Task item A :: Please transcribe the stretch of the Dscam text below from "Phylogenetic relationships" through "and discussed below.".
Task item B :: In the Dscam text below, how many vertebrate genomes supplied the sequences aligned with the fly, mosquito and honeybee sequences in Figure 2?

Document excerpt ::
"""

Analysis of the MSAs revealed that the sequences corresponding to the mammalian Dscam and Dscam-like genes (which contain homologs to fly exons 4, 9 and 17) could be distinguished using 5–10 specific residues from each exon. Panels A, B and C within Figure 2 show a portion of the MSA for fly exons 4, 6 and 9, respectively. The figure shows all of the vertebrate Dscam homologs and a single homolog from each of the three insects. The exon 4 MSA contains diagnostic residues at five positions: 2, 27, 33, 37 and 48 (boxed in Figure 2A): the Dscam motif for these six residues is LIETL while the Dscam-like motif is FLQSI. Within the exon 9 MSA the sequences corresponding to the mammalian Dscam and Dscam-like genes can be distinguished by residues at nine positions: 13, 18, 23, 26, 30, 42 47, 49 and 51 (boxed in Figure 2B): QDTRLRAEQ in Dscam and REMQVSTSE in Dscam-like. The exon 17 MSA contains diagnostic residues at nine different positions: 5, 7, 12, 17, 23, 30, 38, 39, and 41 (boxed in Figure 2C): LKGVLFRRR and ISDFVVKKK in Dscam and Dscam-like, respectively. These diagnostic residues can be used to infer whether unannotated sequences belong to the mammalian Dscam or Dscam-like lineages.

Figure 2
figure 2

Multiple sequence alignment for homologs to fly Dscam exons 4 (panel A), 9 (panel B), and 17 (panel C). Representative sequences from fly, mosquito and honeybee Dscam exon arrays are aligned with homologous sequences from eight vertebrate genomes. Shaded areas indicate columns whose residues produced gaps within the alignment and were excluded from further phylogenetic analyses as discussed in the Methods section. Boxed residues distinguish mammalian Dscam and Dscam-like sequences.

Figure 3
figure 3

Bayesian phylogeny of Dscam exon 4 homologs. Only branches with posterior probabilities greater than 0.5 are shown (probabilities are shown beside each branch). Roman numerals (I, II and III) and colored branches denote the three major clades (magenta, orange and cyan, respectively). Subclades (A and B) of Clade III are denoted with colored text labels, blue (Dscam _suffix) and green (DscamL _suffix).

Phylogenetic relationships

We obtained unrooted phylogenetic trees by Bayesian analysis of the nucleotide sequence alignments for each of the four exons. In each case, the position of the root is uncertain since there is no clear outgroup sequence. These trees are shown in Figs. 3, 4, 5, 6, 7 and discussed below.

Figure 4
figure 4

Bayesian phylogeny of Dscam exon 17 homologs. Only branches with posterior probabilities greater than 0.5 are shown (probabilities are shown beside each branch). Roman numerals (I and II) and colored branches denote the two major clades (magenta, and cyan, respectively). Subclades (A and B) of Clade I are denoted with colored text labels, orange (prefix_01) and black (prefix_02). Subclades (A and B) of Clade II are denoted with colored text labels, blue (Dscam _suffix) and green (DscamL _suffix).

Figure 5
figure 5

Phylogeny of the annotated insect (fly, mosquito and honeybee) Dscam exon 4 homologs and organization of tandem arrays. (A) Only branches with a posterior probability greater than 0.5 are shown (probabilities are shown beside each branch). Roman numerals (I thru V) and colored branches denote the five major subclades of the Clade I (Figure 3) sequences. Each major subclade contains at least one sequence from each fly, mosquito and honeybee. 5B. (B) Comparison between tandem arrays of honeybee (top), fly (middle) and mosquito (bottom) annotated Dscam exon 4 variants. Colored boxes represent the exon variants and the numbers below indicate the position of the variant within the tandem array. The box colors correspond to the colors of the text labels (rather than branch colors) shown in Figure 5A.

"""

Given records ::
"""

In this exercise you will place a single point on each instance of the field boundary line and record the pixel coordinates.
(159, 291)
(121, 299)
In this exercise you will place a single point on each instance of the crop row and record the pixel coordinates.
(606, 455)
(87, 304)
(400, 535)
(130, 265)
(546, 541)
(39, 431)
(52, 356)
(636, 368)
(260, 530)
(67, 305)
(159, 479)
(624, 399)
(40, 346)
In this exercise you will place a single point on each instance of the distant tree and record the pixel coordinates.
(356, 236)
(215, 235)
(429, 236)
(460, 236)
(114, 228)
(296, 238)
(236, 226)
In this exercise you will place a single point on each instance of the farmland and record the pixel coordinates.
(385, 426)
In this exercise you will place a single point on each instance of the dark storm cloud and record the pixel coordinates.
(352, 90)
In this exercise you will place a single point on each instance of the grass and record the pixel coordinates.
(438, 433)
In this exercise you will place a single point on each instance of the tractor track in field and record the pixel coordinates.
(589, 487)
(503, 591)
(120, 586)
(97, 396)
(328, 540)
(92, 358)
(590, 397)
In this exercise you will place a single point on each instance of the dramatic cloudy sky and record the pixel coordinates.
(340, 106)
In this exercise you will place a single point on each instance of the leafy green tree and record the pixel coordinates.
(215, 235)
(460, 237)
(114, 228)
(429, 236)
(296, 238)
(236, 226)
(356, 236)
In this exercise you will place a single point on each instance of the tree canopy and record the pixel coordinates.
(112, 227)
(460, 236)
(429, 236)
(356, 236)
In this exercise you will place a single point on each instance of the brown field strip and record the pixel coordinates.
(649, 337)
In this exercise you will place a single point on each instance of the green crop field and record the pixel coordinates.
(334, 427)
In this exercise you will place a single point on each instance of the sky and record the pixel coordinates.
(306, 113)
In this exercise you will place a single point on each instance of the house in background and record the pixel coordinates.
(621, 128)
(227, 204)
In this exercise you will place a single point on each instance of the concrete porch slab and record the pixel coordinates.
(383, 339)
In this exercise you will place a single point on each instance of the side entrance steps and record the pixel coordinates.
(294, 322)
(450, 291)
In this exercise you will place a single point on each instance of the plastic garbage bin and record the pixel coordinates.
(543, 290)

"""

Written response A ::
Phylogenetic relationships

We obtained unrooted phylogenetic trees by Bayesian analysis of the nucleotide sequence alignments for each of the four exons. In each case, the position of the root is uncertain since there is no clear outgroup sequence. These trees are shown in Figs. 3, 4, 5, 6, 7 and discussed below.

Written response B :: Eight vertebrate genomes.